● Требования:
Переведите на английский язык предложение «Булгакова уже нет на свете, возразить он не может» из приведенного ниже текста о постановке спектакля о Пушкине.

● Цитируемый текст:
От В. Топоркова режиссер, в связи с общим решением сцены, просит не раскаяния филера, а образа Иуды Искариотского. Он подсказывает актеру «физическое самочувствие человека, который не знает, как вырваться из того, что его сосет, гнетет», и развертывает внутренний монолог совестливого соглядатая: «Вот тот (это Битков о Тургеневе. — А. С.) сидит, плачет над ним, у него на душе спокойнее, радостнее. А я не знаю, куда деваться». И дальше движение монолога, его развитие: «Чем больше пьет, тем больше в себя уходит. „Мозжит“ — это не слезы, а выковыривание души».

Перед самой сдачей спектакля возникла дискуссия о том, можно ли на такой ноте закончить спектакль о Пушкине. «Выковыривание души» многим казалось крайне сомнительным для апофеоза. Аргумент, который в связи с этим выдвигался, был по-своему неотразим: «Если бы этот спектакль шел так и кончался так, когда зрители выходили бы на ярко освещенную улицу, — это одно, — передавал В. Станицын общее мнение, — а в теперешние дни нельзя так кончать спектакль». Возникло заманчивое предложение товарищей, смотревших репетицию: «Вот Пушкина увезли, а Качалов читает великолепные пушкинские стихи: Пушкин живет до сегодняшнего дня».

Булгакова уже нет на свете, возразить он не может. Возражает Немирович-Данченко в какой-то усталой интонации: «Дважды два — четыре, дважды шестнадцать — тридцать два». А потом терпеливо внушает: «Надо великолепно сделать эту картину. ‹…› После этого (монолога Биткова. — А. С.) — чтение — это как-то дешево. Как бы ни было мрачно… все равно само искусство радостное и захватывающее, захватывающе-радостное». Немирович вспоминает «Катерину Измайлову», шекспировские пьесы с горами трупов в финалах, «Гамлета», над которым он думал и работал тогда, и определяет с исчерпывающей ясностью: «Радость имеется в самом искусстве».

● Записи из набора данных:
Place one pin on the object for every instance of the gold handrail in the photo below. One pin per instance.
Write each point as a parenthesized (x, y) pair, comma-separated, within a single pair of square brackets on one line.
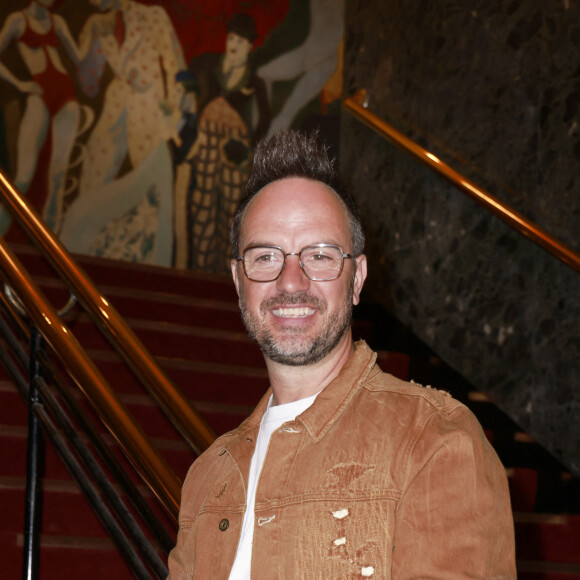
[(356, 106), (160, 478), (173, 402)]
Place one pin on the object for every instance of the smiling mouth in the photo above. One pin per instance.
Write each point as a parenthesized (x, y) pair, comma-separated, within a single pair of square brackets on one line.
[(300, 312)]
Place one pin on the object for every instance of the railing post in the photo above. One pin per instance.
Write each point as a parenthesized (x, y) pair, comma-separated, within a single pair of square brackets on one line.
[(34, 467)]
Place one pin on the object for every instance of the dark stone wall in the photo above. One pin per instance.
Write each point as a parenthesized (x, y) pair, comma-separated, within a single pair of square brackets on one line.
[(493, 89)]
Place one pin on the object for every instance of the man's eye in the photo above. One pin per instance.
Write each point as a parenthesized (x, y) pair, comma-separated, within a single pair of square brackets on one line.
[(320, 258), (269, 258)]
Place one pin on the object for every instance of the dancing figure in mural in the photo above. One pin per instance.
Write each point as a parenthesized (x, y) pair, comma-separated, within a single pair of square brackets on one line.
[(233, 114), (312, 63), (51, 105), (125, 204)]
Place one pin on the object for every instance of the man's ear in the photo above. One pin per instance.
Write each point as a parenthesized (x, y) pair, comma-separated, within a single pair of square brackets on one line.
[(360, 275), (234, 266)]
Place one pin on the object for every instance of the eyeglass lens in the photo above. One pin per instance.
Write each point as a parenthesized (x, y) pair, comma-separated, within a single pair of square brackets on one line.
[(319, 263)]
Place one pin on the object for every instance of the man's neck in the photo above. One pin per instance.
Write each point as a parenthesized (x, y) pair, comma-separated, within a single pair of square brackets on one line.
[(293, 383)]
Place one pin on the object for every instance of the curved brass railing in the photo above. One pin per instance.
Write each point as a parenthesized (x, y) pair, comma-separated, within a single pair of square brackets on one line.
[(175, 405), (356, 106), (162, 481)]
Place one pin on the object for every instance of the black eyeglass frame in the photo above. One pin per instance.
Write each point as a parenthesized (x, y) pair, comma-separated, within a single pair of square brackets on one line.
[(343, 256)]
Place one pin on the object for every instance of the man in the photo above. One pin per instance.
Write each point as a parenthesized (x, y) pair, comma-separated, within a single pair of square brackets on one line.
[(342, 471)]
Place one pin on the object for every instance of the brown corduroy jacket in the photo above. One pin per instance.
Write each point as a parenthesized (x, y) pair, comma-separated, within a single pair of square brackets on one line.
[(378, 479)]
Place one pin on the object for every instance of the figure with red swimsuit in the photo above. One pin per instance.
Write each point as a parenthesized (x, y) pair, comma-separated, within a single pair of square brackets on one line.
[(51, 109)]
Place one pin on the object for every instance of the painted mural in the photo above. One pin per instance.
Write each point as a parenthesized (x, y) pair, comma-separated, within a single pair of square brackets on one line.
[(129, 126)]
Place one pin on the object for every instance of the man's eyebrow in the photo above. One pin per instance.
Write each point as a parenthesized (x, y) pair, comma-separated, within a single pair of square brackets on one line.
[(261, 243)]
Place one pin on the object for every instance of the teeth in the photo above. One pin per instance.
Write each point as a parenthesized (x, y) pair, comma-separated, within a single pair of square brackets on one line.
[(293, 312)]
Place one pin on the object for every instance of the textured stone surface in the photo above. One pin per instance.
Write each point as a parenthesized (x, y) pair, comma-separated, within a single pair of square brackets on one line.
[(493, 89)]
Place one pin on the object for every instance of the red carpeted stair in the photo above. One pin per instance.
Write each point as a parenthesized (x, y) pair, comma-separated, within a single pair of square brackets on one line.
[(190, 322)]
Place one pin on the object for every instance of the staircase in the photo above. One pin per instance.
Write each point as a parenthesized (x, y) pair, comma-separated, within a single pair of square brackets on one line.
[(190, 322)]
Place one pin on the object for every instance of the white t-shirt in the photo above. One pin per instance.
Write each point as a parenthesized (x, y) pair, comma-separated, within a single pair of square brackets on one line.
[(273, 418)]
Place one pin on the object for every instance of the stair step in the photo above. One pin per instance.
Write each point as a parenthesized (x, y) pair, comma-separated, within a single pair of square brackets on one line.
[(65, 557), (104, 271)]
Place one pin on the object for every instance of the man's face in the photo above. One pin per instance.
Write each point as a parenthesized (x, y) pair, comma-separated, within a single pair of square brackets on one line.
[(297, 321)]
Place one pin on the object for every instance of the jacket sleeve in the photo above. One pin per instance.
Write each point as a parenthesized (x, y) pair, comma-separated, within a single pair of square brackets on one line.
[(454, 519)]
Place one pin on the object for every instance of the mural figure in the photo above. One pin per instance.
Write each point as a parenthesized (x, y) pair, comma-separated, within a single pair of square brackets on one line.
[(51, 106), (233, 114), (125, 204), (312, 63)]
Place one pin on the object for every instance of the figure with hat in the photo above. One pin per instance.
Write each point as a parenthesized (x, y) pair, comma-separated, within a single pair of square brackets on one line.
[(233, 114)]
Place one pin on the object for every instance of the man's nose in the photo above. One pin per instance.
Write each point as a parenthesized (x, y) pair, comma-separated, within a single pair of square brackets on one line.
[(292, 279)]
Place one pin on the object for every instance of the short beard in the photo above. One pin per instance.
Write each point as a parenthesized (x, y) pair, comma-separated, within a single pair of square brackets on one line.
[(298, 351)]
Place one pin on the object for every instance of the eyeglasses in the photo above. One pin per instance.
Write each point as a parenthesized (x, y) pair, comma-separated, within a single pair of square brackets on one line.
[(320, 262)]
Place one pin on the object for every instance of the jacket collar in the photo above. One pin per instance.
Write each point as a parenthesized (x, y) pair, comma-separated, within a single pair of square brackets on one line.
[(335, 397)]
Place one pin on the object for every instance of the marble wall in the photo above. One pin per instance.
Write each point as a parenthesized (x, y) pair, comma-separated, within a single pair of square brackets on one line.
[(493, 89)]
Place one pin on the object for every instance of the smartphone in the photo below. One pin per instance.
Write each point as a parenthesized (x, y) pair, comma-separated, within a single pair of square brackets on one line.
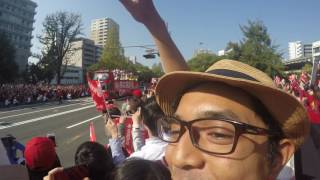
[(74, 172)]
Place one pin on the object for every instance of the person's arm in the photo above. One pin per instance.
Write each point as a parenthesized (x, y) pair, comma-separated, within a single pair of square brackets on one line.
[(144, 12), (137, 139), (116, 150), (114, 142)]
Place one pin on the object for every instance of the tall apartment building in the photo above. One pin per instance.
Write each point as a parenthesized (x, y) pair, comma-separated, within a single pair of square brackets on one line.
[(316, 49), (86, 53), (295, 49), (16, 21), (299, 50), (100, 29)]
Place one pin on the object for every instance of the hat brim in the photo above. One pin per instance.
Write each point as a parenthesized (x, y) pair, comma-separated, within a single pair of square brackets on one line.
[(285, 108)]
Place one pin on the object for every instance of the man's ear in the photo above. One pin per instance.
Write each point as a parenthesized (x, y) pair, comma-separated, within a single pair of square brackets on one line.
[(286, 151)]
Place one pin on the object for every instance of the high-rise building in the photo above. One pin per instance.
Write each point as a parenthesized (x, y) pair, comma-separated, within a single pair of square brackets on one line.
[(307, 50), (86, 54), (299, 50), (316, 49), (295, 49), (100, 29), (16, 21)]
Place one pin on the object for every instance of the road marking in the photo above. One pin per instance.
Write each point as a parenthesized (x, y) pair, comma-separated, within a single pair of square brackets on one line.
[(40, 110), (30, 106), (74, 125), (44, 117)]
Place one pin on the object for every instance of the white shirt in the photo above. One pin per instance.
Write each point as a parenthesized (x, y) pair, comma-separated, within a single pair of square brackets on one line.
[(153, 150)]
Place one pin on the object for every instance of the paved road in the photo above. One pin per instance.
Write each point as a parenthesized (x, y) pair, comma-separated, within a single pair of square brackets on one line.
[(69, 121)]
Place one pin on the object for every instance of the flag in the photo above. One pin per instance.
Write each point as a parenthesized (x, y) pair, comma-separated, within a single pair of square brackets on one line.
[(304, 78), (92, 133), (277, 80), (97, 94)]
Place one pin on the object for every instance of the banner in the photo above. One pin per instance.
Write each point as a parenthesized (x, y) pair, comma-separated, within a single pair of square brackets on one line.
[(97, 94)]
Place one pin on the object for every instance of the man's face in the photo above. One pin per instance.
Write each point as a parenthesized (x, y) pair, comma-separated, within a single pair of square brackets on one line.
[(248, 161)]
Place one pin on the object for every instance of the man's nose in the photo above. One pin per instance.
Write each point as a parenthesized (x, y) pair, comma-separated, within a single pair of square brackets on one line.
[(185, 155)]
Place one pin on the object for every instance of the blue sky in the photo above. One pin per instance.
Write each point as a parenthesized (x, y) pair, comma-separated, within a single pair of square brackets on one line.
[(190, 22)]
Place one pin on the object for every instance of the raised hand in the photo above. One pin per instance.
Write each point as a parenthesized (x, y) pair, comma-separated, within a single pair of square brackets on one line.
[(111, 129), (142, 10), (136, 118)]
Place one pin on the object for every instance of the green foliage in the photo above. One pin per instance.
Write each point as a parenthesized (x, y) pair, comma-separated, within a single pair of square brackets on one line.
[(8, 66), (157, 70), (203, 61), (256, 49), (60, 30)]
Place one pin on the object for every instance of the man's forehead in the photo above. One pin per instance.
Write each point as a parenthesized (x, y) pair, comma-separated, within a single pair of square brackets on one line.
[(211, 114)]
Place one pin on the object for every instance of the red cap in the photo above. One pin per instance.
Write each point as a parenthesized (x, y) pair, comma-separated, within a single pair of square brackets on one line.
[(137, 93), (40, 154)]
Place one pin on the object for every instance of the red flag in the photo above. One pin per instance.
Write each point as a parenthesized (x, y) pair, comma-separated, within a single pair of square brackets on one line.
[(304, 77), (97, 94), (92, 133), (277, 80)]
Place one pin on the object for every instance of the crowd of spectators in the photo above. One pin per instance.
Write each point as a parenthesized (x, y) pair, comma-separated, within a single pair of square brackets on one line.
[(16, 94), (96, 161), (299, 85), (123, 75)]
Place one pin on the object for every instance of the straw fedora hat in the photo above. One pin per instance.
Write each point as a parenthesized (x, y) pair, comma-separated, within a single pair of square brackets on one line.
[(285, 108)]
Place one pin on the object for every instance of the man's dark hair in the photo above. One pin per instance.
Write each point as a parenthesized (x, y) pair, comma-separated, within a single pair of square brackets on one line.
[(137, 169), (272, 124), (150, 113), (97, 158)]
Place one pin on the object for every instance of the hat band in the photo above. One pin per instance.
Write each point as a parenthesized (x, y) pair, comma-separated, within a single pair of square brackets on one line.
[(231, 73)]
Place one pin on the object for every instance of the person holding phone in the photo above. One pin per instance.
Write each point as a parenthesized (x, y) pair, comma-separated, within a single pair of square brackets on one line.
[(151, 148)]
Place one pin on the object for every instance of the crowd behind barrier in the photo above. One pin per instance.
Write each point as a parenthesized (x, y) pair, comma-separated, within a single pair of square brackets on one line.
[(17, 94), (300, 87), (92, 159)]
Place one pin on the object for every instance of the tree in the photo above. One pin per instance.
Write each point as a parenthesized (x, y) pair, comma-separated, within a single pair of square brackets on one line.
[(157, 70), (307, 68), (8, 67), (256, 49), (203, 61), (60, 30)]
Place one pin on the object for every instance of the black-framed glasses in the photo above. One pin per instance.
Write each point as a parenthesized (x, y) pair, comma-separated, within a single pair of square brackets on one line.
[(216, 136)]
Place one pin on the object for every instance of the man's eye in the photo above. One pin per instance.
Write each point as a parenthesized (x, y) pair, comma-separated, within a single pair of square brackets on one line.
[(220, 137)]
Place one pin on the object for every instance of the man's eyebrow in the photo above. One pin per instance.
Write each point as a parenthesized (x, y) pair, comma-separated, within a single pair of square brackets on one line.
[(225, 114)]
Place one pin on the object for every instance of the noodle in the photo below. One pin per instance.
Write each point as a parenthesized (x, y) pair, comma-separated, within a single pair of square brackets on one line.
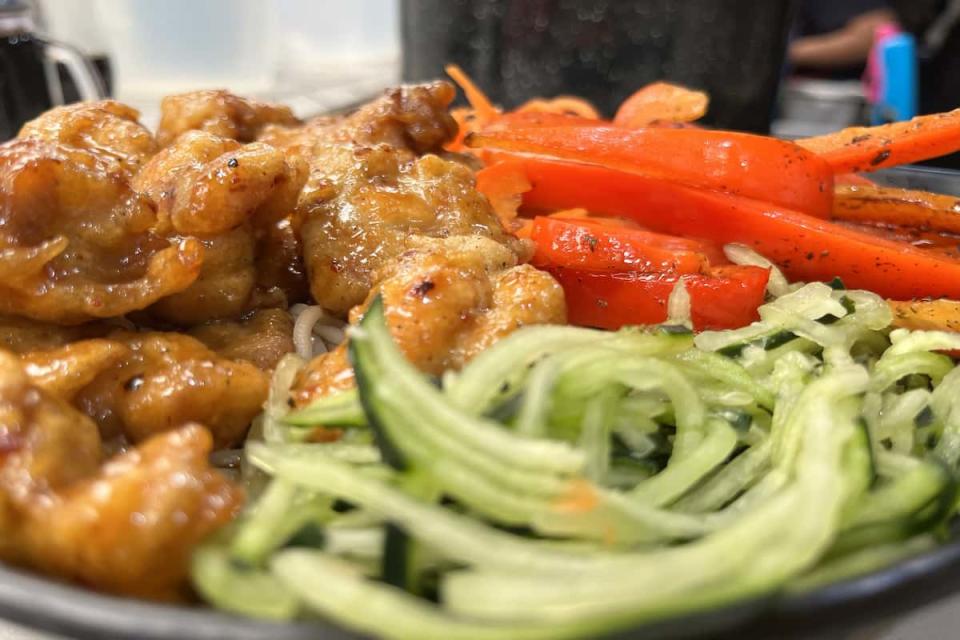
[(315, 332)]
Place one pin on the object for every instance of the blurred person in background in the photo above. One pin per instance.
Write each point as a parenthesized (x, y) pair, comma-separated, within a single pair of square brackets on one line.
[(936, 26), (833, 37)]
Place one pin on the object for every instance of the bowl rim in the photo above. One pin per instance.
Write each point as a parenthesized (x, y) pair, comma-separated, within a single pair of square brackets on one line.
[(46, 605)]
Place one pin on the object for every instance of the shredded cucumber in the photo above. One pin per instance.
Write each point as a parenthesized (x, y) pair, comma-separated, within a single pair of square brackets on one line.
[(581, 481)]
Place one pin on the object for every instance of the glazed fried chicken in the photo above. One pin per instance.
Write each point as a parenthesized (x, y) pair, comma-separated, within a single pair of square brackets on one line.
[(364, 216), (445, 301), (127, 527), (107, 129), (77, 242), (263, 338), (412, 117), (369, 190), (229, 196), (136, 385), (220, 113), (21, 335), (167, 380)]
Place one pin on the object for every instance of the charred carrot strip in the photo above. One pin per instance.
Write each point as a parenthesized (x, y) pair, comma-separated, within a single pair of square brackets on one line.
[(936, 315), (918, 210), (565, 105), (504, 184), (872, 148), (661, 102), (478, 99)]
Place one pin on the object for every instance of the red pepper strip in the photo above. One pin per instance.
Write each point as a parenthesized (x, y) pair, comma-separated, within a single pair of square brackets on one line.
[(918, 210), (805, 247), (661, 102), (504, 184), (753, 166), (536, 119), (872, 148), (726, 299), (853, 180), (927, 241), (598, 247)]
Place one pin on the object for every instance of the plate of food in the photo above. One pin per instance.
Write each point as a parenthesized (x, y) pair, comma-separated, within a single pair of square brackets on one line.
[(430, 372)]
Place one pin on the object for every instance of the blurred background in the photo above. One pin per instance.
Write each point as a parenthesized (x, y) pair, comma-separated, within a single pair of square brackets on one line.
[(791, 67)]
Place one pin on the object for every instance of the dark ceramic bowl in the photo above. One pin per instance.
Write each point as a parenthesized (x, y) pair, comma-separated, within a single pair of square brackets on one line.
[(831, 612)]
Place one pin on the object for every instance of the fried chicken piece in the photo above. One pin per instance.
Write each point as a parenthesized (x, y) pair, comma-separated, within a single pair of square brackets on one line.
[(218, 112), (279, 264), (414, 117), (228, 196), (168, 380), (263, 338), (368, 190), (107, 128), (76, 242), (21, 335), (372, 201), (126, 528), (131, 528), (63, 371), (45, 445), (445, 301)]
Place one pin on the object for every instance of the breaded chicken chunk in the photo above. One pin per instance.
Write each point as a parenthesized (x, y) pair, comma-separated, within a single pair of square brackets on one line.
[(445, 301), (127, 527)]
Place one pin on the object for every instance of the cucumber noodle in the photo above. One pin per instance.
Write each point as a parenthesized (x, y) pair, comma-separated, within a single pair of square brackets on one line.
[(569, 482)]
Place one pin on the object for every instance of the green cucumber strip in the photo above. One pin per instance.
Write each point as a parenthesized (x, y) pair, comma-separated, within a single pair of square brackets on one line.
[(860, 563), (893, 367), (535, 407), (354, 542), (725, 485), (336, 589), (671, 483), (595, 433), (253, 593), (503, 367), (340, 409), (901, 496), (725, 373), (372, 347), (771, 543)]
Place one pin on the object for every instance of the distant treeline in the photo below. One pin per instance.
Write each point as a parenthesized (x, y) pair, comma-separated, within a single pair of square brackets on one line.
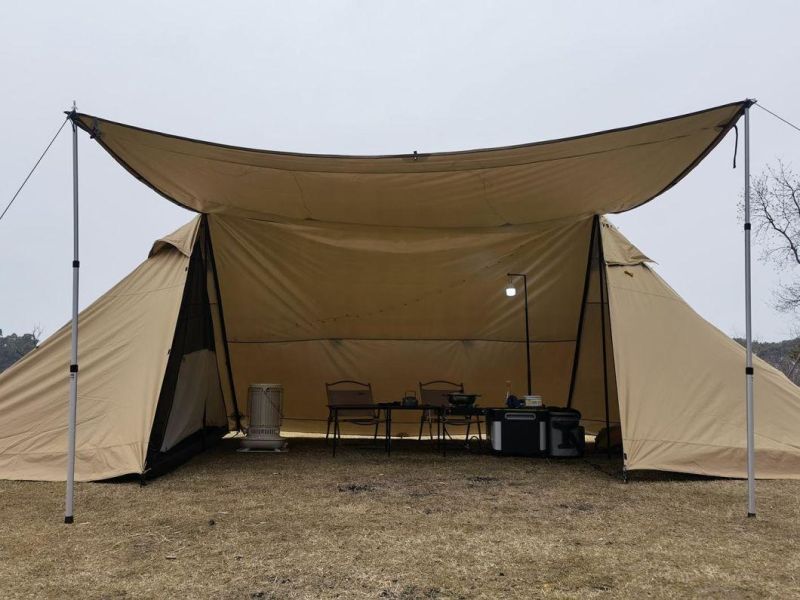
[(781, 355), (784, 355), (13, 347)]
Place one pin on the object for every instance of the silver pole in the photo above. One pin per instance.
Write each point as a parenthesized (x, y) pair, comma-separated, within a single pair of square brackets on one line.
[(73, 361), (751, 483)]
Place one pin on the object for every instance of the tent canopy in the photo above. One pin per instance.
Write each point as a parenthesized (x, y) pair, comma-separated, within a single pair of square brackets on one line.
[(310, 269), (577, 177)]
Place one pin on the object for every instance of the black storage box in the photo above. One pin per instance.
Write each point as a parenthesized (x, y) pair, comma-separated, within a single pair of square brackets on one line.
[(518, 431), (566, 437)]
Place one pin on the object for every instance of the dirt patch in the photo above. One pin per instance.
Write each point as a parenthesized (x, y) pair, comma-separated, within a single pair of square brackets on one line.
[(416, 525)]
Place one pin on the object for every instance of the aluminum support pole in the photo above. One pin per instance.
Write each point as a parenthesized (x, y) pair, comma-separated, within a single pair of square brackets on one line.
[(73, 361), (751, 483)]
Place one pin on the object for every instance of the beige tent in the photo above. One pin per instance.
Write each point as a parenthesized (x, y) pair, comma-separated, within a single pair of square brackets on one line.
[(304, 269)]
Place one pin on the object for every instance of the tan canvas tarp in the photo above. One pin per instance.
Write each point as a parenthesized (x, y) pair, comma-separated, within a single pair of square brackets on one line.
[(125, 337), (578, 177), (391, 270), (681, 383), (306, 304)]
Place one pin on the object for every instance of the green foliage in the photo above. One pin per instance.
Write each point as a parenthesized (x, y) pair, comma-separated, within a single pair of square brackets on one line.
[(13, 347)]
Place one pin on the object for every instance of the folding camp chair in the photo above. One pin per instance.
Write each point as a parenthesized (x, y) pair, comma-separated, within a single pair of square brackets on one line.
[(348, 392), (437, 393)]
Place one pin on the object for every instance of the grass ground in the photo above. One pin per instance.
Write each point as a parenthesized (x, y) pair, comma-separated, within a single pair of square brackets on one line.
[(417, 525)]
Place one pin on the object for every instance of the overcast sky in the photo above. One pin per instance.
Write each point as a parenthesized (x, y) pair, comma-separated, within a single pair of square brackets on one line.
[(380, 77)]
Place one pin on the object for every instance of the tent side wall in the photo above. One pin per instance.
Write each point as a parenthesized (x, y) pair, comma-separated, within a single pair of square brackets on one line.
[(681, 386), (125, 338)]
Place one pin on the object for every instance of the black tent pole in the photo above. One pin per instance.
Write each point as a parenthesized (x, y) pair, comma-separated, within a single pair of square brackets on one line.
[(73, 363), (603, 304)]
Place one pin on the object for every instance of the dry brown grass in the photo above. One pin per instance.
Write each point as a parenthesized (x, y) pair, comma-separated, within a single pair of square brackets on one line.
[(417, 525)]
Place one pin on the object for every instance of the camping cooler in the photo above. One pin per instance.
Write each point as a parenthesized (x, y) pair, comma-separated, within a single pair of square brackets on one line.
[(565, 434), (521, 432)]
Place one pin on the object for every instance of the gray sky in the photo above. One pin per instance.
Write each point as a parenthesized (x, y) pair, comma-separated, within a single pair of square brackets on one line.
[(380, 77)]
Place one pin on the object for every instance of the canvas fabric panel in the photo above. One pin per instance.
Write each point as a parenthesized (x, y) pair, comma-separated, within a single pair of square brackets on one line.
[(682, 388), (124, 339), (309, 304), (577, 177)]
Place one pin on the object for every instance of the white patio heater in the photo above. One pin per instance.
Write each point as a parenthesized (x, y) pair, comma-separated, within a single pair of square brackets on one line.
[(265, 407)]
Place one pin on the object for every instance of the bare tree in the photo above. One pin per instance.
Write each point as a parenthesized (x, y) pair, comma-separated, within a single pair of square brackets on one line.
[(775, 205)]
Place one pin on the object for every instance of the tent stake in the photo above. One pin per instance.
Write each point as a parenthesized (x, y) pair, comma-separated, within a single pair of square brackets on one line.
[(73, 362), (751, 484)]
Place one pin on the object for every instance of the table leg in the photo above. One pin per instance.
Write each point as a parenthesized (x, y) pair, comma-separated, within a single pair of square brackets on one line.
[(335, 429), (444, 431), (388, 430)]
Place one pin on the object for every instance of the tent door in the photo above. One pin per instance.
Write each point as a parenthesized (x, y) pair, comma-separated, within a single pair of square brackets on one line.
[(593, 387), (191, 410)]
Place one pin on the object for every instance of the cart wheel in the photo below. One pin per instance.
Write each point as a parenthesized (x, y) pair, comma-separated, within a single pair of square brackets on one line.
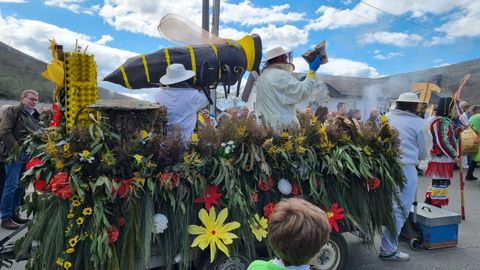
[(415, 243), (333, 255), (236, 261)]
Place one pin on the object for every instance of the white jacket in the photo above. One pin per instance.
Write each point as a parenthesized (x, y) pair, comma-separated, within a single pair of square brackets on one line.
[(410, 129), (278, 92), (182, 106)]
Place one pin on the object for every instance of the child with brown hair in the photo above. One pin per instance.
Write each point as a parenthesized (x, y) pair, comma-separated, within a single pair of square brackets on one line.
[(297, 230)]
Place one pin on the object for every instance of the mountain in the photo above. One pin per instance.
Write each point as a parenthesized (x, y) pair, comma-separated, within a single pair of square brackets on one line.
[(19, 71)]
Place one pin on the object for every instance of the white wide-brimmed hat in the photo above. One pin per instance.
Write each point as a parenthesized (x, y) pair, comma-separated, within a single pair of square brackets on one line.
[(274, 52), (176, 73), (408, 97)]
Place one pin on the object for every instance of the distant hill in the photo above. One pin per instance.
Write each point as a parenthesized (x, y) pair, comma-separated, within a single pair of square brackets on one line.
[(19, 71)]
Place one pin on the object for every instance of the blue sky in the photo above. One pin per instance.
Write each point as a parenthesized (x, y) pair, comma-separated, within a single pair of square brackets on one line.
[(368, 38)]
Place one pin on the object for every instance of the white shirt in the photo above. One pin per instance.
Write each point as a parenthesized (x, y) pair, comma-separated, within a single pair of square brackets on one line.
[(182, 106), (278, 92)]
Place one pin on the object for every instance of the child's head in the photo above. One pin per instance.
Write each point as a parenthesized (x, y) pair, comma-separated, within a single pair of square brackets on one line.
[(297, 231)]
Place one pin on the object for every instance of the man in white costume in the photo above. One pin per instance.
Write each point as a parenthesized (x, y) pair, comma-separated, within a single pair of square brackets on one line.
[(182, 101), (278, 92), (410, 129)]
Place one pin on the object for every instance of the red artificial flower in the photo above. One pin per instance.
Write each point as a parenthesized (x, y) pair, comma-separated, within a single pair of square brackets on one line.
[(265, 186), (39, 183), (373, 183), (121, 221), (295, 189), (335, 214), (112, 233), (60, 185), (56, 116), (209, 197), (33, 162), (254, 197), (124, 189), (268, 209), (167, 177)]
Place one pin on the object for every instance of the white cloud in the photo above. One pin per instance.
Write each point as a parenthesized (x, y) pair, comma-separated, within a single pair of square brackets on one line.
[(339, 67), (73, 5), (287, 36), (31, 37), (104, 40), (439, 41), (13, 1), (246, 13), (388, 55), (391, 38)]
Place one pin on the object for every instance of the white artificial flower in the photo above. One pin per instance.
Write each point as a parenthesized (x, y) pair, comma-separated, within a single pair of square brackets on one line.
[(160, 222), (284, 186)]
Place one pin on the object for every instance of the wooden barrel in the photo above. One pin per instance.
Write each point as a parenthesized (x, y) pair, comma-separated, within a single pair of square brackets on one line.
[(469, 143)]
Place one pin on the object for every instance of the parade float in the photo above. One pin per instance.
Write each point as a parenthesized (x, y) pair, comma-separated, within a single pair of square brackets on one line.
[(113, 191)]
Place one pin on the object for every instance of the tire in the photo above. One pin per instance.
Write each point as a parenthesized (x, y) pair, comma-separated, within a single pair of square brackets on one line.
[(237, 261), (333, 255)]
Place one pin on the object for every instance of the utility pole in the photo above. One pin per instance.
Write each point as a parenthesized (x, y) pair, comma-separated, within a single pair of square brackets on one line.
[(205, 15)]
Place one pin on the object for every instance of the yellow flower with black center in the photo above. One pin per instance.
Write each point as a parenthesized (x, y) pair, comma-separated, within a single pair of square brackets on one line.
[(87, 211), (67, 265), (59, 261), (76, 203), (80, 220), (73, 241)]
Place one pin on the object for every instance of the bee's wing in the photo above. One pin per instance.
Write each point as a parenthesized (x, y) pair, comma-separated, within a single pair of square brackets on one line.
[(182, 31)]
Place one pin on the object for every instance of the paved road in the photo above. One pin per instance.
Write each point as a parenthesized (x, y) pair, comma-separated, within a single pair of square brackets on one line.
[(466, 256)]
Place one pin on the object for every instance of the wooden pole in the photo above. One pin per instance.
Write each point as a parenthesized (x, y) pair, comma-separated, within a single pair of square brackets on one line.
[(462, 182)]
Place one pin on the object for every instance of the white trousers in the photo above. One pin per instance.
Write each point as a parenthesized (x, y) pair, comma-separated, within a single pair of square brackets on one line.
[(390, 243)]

● Правильный результат:
Bulgakov is no longer alive, so he cannot object.